Saved entries
_ _ _
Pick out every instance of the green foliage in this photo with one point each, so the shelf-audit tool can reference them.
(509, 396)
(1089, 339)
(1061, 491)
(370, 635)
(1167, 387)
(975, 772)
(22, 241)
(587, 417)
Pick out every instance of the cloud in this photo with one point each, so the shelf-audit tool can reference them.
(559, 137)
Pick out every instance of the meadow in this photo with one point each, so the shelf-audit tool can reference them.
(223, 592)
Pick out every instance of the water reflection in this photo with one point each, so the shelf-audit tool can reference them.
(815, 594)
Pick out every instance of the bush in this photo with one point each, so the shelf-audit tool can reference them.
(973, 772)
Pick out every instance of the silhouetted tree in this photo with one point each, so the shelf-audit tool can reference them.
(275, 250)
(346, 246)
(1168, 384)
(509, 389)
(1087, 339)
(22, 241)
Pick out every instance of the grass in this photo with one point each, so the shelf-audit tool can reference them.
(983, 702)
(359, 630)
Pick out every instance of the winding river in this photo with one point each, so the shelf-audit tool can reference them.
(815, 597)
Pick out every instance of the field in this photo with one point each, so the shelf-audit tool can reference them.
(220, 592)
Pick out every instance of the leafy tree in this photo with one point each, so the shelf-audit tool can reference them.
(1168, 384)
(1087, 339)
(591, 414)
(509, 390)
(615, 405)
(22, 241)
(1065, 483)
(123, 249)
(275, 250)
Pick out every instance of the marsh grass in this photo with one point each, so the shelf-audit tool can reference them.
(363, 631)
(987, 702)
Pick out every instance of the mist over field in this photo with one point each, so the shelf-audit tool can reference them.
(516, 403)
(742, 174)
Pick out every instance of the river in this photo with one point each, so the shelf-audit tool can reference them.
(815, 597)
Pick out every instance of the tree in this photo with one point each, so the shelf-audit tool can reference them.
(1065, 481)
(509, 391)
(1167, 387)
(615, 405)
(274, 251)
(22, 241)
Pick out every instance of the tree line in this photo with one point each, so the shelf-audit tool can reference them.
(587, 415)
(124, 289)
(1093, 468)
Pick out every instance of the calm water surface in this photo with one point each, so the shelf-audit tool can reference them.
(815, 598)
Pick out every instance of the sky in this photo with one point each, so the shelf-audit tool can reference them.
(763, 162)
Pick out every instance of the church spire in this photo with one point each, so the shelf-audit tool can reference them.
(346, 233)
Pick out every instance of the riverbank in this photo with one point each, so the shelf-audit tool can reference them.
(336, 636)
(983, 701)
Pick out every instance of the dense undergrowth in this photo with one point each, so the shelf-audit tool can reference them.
_ _ _
=== Written instruction ===
Write out every entry above, word for word.

=== Solution to the exercise ===
Pick out every instance of the green foliage in this photo with one point each, so the shelf-audit tool can reference them.
(509, 396)
(1089, 339)
(1061, 491)
(370, 635)
(1167, 387)
(975, 772)
(22, 241)
(587, 417)
Pick out every instance of the cloud in this photo with one point each, so the shelf-audit tool can reference them.
(559, 137)
Pick out every instance of the meadow in this photo with one point each, so the shelf-audit tool can reference them.
(223, 592)
Pick out every instance of the water reflection in this photo with one point each, so the shelf-audit tool can reference them.
(815, 594)
Pick out every instance of the bush in this photo with one point each, so the shelf-audit tool can reference them.
(973, 772)
Pick out every instance of the silhouetted tree in this photo with one point each, so the shelf-audit tool can reference them.
(275, 250)
(346, 246)
(1168, 384)
(509, 389)
(1087, 339)
(22, 241)
Pick out every instance of the grass in this photo with one point each, so the shelf-audit tool can reference them.
(983, 702)
(359, 630)
Pick out every instance of the winding river in this photo with one point each, so the shelf-audit tool can reference them.
(815, 597)
Pick out every instance of the field in this photo with one point each, so the shelf-audit tool can reference them.
(220, 592)
Pick out every instance of the leafy tree in this photo with one point each, so the shelf-audit tool can reference them.
(1168, 384)
(1087, 339)
(591, 414)
(509, 390)
(615, 405)
(22, 241)
(1065, 483)
(123, 249)
(275, 250)
Pick out every instance of the marsh grass in this photo with one point each, so the shelf-audit tool can reference them.
(363, 631)
(987, 702)
Pick out every instance of the mist over field in this photo with one point each, so the shelf-audit tool can reference them.
(516, 403)
(742, 174)
Pick out every instance of the river in this photo with one point each, so the shelf-audit tool can reference them.
(815, 597)
Pick out every instance of the tree in this photo with one point each, so the shelf-audit tool can reference them.
(1065, 481)
(509, 391)
(1167, 387)
(615, 405)
(274, 251)
(22, 241)
Pick out every instance of the tree line in this photo with one point each, so the shelf-audit tool can reference them.
(587, 415)
(124, 289)
(1093, 468)
Pick out every instance of the calm water surface in this photo with one point each, so the shelf-audit tool can reference them.
(815, 598)
Pick out every instance of the sky in this photo with one point each, so the shelf-audit tool can reference them.
(763, 162)
Pick out every instance of the church spire in this photo with one point each, so the shelf-audit tool can reference them.
(346, 233)
Pick out every instance of the riverbank in this photo with one point each, so the shelf-audit tool can reference them.
(336, 636)
(983, 701)
Pick out every instance of the dense undergrowth in this photo with one point each, so the shelf-audit tool can reference them.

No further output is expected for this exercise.